▶ [Problem to work on]:
Go through the following data and transcribe exactly the stretch of lines from the one holding "Trace the outline of every instance of the statue's" to the one holding "Kindly segment every instance of the brown", both included.

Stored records
....

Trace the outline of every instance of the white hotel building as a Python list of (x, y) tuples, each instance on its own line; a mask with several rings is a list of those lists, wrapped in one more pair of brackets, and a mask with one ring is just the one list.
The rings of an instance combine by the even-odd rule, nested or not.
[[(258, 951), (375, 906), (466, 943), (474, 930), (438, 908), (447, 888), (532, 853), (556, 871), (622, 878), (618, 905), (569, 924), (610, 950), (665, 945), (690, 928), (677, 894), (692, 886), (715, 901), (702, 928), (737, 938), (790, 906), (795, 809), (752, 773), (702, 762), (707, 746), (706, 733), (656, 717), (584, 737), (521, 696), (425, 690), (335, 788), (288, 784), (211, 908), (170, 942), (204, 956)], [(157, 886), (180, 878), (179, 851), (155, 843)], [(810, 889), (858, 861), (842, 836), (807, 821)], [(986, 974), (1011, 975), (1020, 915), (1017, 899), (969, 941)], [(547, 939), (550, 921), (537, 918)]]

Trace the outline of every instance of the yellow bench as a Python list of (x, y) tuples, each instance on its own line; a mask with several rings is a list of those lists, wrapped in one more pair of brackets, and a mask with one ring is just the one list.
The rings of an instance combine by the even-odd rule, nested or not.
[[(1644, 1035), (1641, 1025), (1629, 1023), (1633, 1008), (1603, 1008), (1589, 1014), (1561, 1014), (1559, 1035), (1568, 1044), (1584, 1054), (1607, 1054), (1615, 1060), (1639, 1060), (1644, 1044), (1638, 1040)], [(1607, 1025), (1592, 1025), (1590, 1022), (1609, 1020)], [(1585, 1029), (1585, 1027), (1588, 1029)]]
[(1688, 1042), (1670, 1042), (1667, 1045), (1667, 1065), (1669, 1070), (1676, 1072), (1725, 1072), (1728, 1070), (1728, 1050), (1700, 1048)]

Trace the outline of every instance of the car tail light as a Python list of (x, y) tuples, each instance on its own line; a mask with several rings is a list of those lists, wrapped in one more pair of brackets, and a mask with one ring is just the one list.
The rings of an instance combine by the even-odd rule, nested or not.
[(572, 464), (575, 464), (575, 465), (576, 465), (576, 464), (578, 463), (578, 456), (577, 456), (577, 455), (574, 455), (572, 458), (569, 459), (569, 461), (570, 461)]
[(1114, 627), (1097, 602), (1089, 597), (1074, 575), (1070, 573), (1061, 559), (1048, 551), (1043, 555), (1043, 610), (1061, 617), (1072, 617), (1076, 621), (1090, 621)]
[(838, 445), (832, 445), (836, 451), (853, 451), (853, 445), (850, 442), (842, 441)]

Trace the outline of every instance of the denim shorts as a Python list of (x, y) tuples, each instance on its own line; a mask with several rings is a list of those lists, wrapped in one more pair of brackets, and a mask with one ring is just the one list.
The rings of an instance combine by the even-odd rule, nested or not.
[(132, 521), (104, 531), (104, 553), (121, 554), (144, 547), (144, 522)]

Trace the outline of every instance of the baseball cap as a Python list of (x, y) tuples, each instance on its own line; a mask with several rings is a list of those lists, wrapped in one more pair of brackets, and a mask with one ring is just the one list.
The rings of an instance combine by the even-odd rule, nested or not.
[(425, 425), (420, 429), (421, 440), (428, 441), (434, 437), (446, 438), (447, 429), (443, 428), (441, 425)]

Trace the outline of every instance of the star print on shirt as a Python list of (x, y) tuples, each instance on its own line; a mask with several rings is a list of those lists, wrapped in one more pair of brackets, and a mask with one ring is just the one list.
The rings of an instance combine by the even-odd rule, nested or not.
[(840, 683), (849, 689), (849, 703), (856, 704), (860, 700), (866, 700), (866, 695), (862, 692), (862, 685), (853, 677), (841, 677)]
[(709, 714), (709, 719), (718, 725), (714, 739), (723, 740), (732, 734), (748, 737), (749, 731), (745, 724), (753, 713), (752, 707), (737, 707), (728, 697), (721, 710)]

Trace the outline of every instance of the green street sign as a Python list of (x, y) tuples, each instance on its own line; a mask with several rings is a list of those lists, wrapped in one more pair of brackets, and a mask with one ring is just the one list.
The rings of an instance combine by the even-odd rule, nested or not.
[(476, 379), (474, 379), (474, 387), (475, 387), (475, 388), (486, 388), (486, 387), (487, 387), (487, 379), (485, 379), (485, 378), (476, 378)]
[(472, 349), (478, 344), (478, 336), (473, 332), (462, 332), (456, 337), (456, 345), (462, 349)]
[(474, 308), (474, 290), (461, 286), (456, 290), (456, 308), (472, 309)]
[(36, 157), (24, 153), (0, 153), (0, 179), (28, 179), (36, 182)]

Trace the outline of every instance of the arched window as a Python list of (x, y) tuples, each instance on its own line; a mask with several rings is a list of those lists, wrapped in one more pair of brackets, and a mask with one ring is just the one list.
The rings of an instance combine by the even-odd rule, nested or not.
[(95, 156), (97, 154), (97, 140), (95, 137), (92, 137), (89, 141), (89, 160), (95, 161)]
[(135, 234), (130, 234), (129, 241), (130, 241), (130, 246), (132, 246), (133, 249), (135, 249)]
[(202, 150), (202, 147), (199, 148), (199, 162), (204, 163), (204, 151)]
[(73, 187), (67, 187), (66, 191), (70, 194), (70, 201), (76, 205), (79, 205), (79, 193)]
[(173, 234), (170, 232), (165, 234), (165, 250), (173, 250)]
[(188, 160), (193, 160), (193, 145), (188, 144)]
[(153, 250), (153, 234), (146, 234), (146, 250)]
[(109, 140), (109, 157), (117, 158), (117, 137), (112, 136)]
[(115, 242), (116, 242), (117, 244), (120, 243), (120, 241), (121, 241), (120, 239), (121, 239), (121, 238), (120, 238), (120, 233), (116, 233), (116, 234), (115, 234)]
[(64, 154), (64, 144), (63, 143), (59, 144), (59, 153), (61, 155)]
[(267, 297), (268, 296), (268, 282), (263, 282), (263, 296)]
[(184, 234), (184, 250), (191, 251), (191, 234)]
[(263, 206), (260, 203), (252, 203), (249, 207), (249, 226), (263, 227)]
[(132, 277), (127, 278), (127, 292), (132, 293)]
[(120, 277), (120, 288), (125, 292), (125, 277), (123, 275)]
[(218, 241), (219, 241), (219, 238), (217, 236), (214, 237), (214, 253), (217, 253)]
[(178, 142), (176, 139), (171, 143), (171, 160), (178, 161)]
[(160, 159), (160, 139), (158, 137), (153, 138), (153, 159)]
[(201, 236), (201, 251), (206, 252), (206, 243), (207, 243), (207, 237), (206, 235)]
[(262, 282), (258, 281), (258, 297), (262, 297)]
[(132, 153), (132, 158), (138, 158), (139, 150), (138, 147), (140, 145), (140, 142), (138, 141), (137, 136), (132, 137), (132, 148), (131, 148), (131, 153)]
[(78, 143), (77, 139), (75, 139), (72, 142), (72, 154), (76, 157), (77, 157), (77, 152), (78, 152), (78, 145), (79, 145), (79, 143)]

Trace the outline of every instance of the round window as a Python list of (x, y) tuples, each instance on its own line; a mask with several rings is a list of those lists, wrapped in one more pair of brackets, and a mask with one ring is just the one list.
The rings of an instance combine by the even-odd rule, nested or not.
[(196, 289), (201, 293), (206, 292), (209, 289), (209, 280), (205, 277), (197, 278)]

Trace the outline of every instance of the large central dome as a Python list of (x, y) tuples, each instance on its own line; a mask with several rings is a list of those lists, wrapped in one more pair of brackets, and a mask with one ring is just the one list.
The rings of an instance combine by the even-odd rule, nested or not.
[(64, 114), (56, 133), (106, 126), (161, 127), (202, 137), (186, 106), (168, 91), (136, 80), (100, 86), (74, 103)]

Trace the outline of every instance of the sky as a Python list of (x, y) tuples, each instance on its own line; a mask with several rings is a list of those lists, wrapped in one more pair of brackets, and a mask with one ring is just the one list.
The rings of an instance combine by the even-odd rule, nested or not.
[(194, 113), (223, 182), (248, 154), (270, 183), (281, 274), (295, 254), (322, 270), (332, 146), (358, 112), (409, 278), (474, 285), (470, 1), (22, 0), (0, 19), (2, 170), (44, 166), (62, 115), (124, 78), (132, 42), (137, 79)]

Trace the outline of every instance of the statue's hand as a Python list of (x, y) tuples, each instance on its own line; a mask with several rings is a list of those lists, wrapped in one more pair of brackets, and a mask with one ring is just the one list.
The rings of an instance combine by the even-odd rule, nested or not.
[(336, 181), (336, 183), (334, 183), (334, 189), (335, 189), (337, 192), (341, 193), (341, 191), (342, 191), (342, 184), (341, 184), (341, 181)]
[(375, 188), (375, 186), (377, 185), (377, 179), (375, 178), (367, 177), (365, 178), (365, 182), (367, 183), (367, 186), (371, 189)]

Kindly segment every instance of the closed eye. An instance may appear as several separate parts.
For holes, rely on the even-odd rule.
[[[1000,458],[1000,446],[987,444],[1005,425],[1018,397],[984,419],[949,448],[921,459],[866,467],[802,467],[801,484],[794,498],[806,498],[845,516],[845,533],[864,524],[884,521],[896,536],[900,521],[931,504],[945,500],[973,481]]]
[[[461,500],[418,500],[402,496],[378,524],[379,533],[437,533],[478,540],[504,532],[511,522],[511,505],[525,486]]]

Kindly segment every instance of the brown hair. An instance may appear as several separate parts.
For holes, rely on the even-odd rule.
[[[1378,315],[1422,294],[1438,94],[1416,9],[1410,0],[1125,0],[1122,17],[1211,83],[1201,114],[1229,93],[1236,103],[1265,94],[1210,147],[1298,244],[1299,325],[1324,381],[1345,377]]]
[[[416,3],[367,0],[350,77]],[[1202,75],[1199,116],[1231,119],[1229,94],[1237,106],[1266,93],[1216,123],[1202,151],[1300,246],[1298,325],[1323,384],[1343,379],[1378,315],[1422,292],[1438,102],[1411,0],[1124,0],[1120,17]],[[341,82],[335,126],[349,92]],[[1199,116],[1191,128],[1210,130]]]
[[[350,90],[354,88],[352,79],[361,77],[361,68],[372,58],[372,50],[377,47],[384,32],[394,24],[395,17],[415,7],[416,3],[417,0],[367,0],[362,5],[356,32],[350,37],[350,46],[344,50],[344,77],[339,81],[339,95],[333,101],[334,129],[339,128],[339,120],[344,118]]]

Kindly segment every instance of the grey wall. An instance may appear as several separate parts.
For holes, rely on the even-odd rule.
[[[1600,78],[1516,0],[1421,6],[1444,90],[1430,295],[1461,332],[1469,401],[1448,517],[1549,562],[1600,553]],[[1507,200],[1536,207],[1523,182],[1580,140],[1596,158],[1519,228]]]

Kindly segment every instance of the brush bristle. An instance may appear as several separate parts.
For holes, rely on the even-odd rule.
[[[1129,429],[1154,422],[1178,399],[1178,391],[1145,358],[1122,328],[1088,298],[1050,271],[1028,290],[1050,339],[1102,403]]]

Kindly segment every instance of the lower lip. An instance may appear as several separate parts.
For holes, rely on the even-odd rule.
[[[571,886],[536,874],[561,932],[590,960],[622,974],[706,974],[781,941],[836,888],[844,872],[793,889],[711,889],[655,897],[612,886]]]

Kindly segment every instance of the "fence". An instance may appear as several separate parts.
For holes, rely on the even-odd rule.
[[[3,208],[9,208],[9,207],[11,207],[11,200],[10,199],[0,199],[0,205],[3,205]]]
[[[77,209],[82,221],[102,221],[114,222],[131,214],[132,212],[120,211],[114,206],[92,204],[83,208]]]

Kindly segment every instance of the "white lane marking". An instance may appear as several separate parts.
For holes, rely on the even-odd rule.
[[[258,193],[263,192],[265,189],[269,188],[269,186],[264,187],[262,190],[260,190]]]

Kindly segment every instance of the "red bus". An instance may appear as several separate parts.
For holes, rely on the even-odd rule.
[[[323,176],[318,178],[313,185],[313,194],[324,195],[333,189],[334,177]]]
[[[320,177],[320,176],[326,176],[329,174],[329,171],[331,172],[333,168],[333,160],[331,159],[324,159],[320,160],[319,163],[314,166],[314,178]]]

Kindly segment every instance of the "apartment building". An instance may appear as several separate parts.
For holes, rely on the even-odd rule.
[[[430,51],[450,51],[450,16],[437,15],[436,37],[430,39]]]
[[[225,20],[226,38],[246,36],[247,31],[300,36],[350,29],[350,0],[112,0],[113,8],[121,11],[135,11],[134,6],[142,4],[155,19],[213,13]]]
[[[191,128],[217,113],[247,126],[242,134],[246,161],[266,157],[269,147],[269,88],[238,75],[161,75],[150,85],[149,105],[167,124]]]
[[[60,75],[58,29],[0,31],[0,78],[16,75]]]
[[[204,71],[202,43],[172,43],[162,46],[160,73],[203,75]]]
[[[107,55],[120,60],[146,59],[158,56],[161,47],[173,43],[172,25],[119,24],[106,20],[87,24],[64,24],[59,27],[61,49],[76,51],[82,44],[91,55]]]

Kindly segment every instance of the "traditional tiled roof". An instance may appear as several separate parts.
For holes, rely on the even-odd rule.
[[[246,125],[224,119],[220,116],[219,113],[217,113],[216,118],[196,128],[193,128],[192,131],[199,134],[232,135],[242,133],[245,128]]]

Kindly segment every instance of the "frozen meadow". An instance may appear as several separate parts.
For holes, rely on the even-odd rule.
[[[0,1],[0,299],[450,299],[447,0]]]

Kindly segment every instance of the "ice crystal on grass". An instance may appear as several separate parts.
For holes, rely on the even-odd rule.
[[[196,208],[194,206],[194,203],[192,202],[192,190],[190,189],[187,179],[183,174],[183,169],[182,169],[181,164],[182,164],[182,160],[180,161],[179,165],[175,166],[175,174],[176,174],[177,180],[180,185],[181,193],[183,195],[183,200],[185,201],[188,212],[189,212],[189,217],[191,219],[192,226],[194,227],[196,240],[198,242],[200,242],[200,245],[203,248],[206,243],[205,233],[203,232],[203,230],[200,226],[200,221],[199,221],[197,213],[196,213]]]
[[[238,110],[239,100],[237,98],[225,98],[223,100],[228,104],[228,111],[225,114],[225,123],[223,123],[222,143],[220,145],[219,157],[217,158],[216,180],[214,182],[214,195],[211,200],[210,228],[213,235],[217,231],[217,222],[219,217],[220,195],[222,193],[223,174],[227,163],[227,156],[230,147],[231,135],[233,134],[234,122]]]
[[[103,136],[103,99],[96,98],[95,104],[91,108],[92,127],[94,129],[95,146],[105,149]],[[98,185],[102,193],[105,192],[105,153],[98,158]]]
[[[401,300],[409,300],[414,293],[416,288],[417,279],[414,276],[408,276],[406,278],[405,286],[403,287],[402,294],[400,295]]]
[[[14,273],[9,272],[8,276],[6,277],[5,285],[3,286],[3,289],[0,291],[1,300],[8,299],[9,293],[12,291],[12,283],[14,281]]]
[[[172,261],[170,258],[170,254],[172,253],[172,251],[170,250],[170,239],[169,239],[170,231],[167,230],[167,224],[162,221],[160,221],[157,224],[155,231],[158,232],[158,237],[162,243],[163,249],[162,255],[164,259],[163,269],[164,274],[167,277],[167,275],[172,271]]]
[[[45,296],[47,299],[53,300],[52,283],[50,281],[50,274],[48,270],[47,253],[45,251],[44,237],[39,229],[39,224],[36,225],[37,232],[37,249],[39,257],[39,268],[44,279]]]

....

▶ [Task result]:
Trace the outline of every instance of the statue's hand as a Python list of (x, y) tuples, each instance on its own line; a mask with several rings is a list of those lists, wrapped in one more pair of brackets, and a mask with one ring is just the one list.
The rings of an instance combine by the even-odd rule, nested or not.
[(336, 181), (336, 183), (334, 183), (334, 189), (335, 189), (337, 192), (341, 193), (341, 191), (342, 191), (342, 184), (341, 184), (341, 181)]
[(375, 188), (375, 186), (377, 185), (377, 179), (375, 178), (367, 177), (365, 178), (365, 182), (367, 183), (367, 186), (371, 189)]

Kindly segment every instance of the closed eye. An instance may appear as several separate parts.
For holes, rely on the even-odd rule.
[[[1000,458],[1000,446],[987,444],[1005,425],[1018,397],[984,419],[949,448],[921,459],[866,467],[802,467],[801,484],[794,498],[806,498],[845,516],[845,533],[864,524],[884,521],[896,536],[900,521],[931,504],[945,500],[973,481]]]
[[[461,500],[418,500],[402,496],[378,524],[379,533],[437,533],[478,540],[504,532],[511,522],[511,505],[525,486]]]

Kindly segment every instance of the brown hair. An instance may appear as several separate parts.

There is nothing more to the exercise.